Texto proporcionado »
---
Esconder a las víctimas
El 7 de mayo de 1977, al oeste de Buenos Aires, unos matones de la fuerza aérea argentina abordaron a Pilar Calveiro en plena calle y la metieron por la fuerza en un Ford Falcon azul para llevársela a un torturadero clandestino. En la Mansión Seré comenzó un itinerario de tinieblas y espanto que iba a prolongarse durante año y medio y que iba a terminar en la ESMA. La primera noche, la noche de su secuestro, Calveiro soñó que su marido se despedía de ella desde el rectángulo inmóvil de una fotografía. Su marido se llamaba Horacio Domingo Campiglia y lo hicieron desaparecer en Río de Janeiro tres años después. El Plan Cóndor no conocía las fronteras.
Calveiro se convirtió en la reclusa número 362. Después, cuando logró exiliarse a México y sometió su propia experiencia al filtro de la razón, explicó en su ensayo “Poder y desaparición” los códigos que operaban en la ceremonia de las redadas. En los campos de concentración argentinos, igual que en cualquier otra mazmorra de tortura, el poder no era más que una técnica aplicada de forma reglada con la certeza de obtener unos resultados predecibles. La fuerza caía sobre los cuerpos para quebrarlos, uniformarlos, amputarlos y desaparecerlos. Basta someter a las personas más señaladas para que toda una sociedad sucumba.
---
Información mostrada »
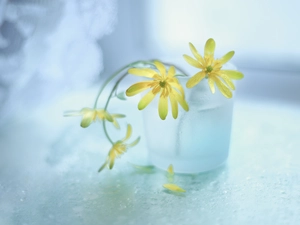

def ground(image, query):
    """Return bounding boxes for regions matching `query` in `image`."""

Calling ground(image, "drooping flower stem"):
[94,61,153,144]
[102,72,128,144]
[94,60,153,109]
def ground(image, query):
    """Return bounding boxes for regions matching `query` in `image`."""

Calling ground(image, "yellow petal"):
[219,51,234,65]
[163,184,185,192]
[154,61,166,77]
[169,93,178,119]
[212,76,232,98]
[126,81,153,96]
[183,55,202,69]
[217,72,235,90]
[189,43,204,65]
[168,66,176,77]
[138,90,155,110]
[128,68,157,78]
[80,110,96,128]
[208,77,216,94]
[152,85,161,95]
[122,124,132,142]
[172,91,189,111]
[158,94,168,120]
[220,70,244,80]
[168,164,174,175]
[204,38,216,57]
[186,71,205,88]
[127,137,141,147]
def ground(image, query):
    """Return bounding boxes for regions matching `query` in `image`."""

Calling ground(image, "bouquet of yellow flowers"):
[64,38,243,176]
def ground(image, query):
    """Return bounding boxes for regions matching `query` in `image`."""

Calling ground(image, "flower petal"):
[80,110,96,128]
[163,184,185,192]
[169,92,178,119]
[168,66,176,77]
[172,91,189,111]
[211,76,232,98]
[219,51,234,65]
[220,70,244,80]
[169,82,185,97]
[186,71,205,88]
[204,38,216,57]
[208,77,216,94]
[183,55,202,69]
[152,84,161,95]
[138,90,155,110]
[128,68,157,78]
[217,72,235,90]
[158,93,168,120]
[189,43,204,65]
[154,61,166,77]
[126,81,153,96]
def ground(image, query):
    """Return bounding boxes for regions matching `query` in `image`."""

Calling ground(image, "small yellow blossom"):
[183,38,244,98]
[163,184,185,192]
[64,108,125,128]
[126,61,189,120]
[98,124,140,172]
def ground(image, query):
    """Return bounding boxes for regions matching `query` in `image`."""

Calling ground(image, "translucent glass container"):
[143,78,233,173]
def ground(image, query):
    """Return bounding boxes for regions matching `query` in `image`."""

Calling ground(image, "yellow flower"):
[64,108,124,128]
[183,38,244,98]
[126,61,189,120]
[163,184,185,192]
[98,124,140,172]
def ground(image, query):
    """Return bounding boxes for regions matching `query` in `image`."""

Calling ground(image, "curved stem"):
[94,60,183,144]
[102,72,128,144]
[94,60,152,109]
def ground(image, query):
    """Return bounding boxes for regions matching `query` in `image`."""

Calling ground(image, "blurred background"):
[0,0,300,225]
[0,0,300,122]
---
Haz esto »
Copia entero el texto sobre Pilar Calveiro, sin cambiar nada.

La respuesta »
Esconder a las víctimas
El 7 de mayo de 1977, al oeste de Buenos Aires, unos matones de la fuerza aérea argentina abordaron a Pilar Calveiro en plena calle y la metieron por la fuerza en un Ford Falcon azul para llevársela a un torturadero clandestino. En la Mansión Seré comenzó un itinerario de tinieblas y espanto que iba a prolongarse durante año y medio y que iba a terminar en la ESMA. La primera noche, la noche de su secuestro, Calveiro soñó que su marido se despedía de ella desde el rectángulo inmóvil de una fotografía. Su marido se llamaba Horacio Domingo Campiglia y lo hicieron desaparecer en Río de Janeiro tres años después. El Plan Cóndor no conocía las fronteras.
Calveiro se convirtió en la reclusa número 362. Después, cuando logró exiliarse a México y sometió su propia experiencia al filtro de la razón, explicó en su ensayo “Poder y desaparición” los códigos que operaban en la ceremonia de las redadas. En los campos de concentración argentinos, igual que en cualquier otra mazmorra de tortura, el poder no era más que una técnica aplicada de forma reglada con la certeza de obtener unos resultados predecibles. La fuerza caía sobre los cuerpos para quebrarlos, uniformarlos, amputarlos y desaparecerlos. Basta someter a las personas más señaladas para que toda una sociedad sucumba.